### Provided records:
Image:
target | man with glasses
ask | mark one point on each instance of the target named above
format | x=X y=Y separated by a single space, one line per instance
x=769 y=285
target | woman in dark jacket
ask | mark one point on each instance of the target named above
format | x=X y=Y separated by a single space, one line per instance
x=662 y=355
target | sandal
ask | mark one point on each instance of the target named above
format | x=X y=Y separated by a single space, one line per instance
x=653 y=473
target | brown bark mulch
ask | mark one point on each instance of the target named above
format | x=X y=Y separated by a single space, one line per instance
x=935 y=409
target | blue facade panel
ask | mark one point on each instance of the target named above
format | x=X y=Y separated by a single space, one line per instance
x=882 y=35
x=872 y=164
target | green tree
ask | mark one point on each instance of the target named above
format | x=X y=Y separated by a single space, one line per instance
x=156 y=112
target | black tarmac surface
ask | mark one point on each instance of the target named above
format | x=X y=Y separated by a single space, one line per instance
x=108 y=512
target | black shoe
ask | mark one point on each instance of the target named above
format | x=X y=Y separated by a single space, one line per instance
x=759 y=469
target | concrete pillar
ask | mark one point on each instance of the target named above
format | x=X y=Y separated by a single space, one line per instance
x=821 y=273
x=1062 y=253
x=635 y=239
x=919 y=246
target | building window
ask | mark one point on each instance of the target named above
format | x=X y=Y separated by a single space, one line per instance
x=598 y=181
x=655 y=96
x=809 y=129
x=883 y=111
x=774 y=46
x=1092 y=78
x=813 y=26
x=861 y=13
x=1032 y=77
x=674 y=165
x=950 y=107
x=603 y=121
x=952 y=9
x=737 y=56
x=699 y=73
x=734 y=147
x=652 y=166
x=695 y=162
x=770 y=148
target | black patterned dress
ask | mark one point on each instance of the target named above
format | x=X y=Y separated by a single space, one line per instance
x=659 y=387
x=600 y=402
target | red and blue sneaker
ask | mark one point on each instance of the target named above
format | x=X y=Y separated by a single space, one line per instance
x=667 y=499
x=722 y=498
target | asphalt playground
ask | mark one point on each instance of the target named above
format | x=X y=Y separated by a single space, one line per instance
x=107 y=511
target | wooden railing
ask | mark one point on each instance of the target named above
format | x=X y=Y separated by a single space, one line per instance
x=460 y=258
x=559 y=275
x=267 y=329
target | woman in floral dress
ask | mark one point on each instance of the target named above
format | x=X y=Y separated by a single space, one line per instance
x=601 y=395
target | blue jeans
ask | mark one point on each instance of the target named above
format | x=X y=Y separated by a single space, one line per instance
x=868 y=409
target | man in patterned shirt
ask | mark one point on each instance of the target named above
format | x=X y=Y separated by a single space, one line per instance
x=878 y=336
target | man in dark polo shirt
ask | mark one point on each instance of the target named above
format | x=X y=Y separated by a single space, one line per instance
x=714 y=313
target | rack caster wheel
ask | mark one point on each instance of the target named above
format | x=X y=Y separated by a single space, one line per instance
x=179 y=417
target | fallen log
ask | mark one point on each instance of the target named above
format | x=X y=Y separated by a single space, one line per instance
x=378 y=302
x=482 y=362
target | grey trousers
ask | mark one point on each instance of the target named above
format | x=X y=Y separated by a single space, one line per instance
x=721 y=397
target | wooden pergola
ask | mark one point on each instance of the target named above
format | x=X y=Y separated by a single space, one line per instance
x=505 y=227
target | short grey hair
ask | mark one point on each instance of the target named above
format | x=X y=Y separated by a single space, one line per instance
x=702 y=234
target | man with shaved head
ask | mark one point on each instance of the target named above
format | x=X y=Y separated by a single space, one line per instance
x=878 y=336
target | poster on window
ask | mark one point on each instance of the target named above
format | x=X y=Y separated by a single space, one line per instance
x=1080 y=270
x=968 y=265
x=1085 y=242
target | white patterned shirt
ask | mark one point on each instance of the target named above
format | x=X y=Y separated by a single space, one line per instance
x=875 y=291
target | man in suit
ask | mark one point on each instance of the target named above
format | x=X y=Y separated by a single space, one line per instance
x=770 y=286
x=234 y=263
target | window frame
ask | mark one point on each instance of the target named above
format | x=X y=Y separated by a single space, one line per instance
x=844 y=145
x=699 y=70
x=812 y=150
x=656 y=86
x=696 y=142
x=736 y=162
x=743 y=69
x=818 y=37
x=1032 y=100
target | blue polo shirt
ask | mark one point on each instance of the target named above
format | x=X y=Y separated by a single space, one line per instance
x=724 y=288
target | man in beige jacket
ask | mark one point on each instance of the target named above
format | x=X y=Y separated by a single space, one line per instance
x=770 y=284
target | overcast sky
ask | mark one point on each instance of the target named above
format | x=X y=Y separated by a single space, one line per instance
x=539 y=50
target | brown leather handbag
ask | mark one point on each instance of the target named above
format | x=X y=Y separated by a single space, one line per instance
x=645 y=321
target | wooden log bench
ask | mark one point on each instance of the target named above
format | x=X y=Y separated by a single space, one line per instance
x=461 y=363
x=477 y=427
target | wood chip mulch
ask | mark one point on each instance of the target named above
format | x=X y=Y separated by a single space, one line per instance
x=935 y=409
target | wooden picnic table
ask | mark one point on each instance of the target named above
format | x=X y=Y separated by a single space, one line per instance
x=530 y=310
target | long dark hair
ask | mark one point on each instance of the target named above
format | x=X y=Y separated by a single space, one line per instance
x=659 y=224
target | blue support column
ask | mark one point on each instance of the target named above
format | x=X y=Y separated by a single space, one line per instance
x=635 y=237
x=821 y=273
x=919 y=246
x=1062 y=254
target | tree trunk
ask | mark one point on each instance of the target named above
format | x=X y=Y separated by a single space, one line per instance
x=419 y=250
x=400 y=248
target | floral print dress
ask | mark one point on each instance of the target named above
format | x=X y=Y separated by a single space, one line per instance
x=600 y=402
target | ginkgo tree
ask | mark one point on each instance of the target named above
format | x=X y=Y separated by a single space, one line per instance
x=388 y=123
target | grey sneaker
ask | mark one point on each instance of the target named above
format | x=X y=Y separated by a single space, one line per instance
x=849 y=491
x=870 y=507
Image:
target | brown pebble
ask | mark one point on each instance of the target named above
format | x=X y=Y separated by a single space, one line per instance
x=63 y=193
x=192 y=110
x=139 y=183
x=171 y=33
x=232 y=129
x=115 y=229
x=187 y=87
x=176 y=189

### Job:
Print all of the records above verbatim, line for line, without altering anything.

### Exercise result:
Image:
target | man with glasses
ask | mark one point on each instance of the target named above
format | x=X y=Y separated by a single space, one line per instance
x=769 y=285
target | woman in dark jacket
ask | mark one point on each instance of the target named above
format | x=X y=Y separated by a single space, one line per instance
x=662 y=355
target | sandal
ask | mark one point on each instance of the target named above
format | x=X y=Y separated by a single space, one line per instance
x=653 y=473
target | brown bark mulch
ask | mark one point on each instance of the target named above
format | x=X y=Y separated by a single space, one line per instance
x=935 y=409
target | blue facade panel
ask | mark one point on each instance of the target named above
format | x=X y=Y separated by a single space, one line per instance
x=882 y=35
x=872 y=164
target | green tree
ask | mark one point on each instance of the target named above
format | x=X y=Y separated by a single space, one line per instance
x=156 y=112
target | black tarmac surface
ask | mark one point on each instance of the target named above
format | x=X y=Y separated by a single space, one line per instance
x=108 y=512
target | black shoe
ask | mark one point on each instance of the target named above
format | x=X y=Y separated by a single space, one line per instance
x=759 y=469
target | concrete pillar
ask | mark one point on each instance of the target named above
format | x=X y=Y separated by a single space, one line per instance
x=821 y=273
x=1062 y=253
x=635 y=239
x=919 y=246
target | building window
ask | mark one point on each instance of the target named above
format | x=X y=Y separated by a single space, one line per instance
x=598 y=181
x=655 y=96
x=809 y=129
x=883 y=111
x=774 y=46
x=1092 y=78
x=813 y=26
x=861 y=13
x=1032 y=77
x=674 y=165
x=950 y=107
x=603 y=121
x=952 y=9
x=737 y=56
x=699 y=73
x=734 y=147
x=652 y=166
x=695 y=162
x=770 y=148
target | black patterned dress
ask | mark one point on each instance of the target named above
format | x=X y=Y separated by a single space, one line per instance
x=659 y=387
x=600 y=402
target | red and blue sneaker
ask | mark one point on each instance of the target named above
format | x=X y=Y separated by a single space, one line per instance
x=667 y=499
x=722 y=498
target | asphalt playground
ask | mark one point on each instance of the target named above
format | x=X y=Y separated by a single space, one line per instance
x=107 y=511
target | wooden railing
ask | mark one point on each instance of the target named above
format | x=X y=Y separated by a single space, one line per instance
x=460 y=258
x=559 y=275
x=267 y=329
target | woman in floral dress
ask | mark one point on each instance of the target named above
format | x=X y=Y separated by a single space, one line per instance
x=601 y=395
target | blue jeans
ask | mark one point on each instance of the target named above
format | x=X y=Y separated by a single space, one line per instance
x=868 y=409
target | man in patterned shirt
ask | mark one point on each instance of the target named above
format | x=X y=Y separated by a single space, one line per instance
x=878 y=336
target | man in dark polo shirt
ask | mark one point on each instance of the target named above
format | x=X y=Y separated by a single space, one line per instance
x=714 y=313
target | rack caster wheel
ask | mark one point on each instance of the target named above
format | x=X y=Y separated by a single space, one line per instance
x=179 y=417
target | fallen log
ask | mark one point on each instance of the target named above
format | x=X y=Y separated by a single space, one line per instance
x=378 y=302
x=482 y=362
target | grey trousers
ask | mark one point on each instance of the target named above
format | x=X y=Y separated by a single space, one line per instance
x=721 y=397
target | wooden pergola
ask | mark one point on each instance of the target named above
format | x=X y=Y separated by a single space, one line per instance
x=505 y=227
target | short grey hair
ask | mark one point on each instance of the target named above
format | x=X y=Y separated by a single space, one line per instance
x=702 y=234
target | man with shaved head
ask | mark one point on each instance of the target named above
format | x=X y=Y separated by a single space, one line per instance
x=878 y=336
target | poster on window
ask | mark one point on each instance of the target named above
format | x=X y=Y separated by a single space, one line per instance
x=1080 y=270
x=968 y=265
x=1085 y=242
target | white patterned shirt
ask | mark one point on each instance of the target named above
format | x=X y=Y separated by a single space, one line per instance
x=875 y=291
target | man in suit
ask | mark one point on each instance of the target named above
format | x=X y=Y separated by a single space, one line per instance
x=770 y=286
x=234 y=263
target | window frame
ask | mark one point on each instance of the target named above
format | x=X y=Y separated by a single space, one line per instance
x=844 y=145
x=699 y=70
x=812 y=150
x=656 y=86
x=696 y=142
x=736 y=162
x=743 y=69
x=818 y=37
x=1032 y=100
target | blue polo shirt
ask | mark one point on each instance of the target named above
format | x=X y=Y separated by a single space, one line per instance
x=724 y=288
target | man in beige jacket
ask | mark one point on each instance of the target named above
format | x=X y=Y separated by a single space, one line per instance
x=770 y=284
target | overcast sky
ask | mark one point on each instance of the target named above
format | x=X y=Y separated by a single space, one line per instance
x=539 y=50
target | brown leather handbag
ask | mark one point on each instance of the target named above
format | x=X y=Y separated by a single space, one line per instance
x=645 y=321
target | wooden log bench
ask | mark one point on each instance of the target named above
format | x=X y=Y separated by a single space, one line per instance
x=461 y=363
x=477 y=427
target | wood chip mulch
ask | mark one point on each instance of the target named above
format | x=X y=Y separated by a single space, one line per instance
x=935 y=409
target | wooden picnic table
ask | mark one point on each instance of the target named above
format | x=X y=Y separated by a single space, one line per instance
x=530 y=310
target | long dark hair
ask | mark one point on each instance of the target named above
format | x=X y=Y separated by a single space, one line per instance
x=659 y=224
target | blue support column
ask | mark one point on each instance of the target named above
format | x=X y=Y separated by a single space, one line per instance
x=635 y=237
x=821 y=273
x=919 y=246
x=1062 y=254
target | tree trunk
ask | mark one point on each instance of the target named above
format | x=X y=Y separated by a single space, one line per instance
x=419 y=250
x=400 y=248
target | floral print dress
ask | mark one point on each instance of the target named above
format | x=X y=Y separated by a single space, one line per instance
x=600 y=402
target | ginkgo tree
ask | mark one point on each instance of the target named above
format | x=X y=Y separated by a single space, one line per instance
x=388 y=123
target | grey sneaker
ask | mark one point on each instance of the target named above
format | x=X y=Y separated by a single space, one line per instance
x=849 y=491
x=870 y=507
Image:
target | brown pebble
ask | mark one point on each instance of the target named above
format | x=X y=Y separated by a single space, one line per instance
x=63 y=193
x=192 y=110
x=139 y=183
x=171 y=33
x=232 y=129
x=115 y=229
x=187 y=87
x=176 y=189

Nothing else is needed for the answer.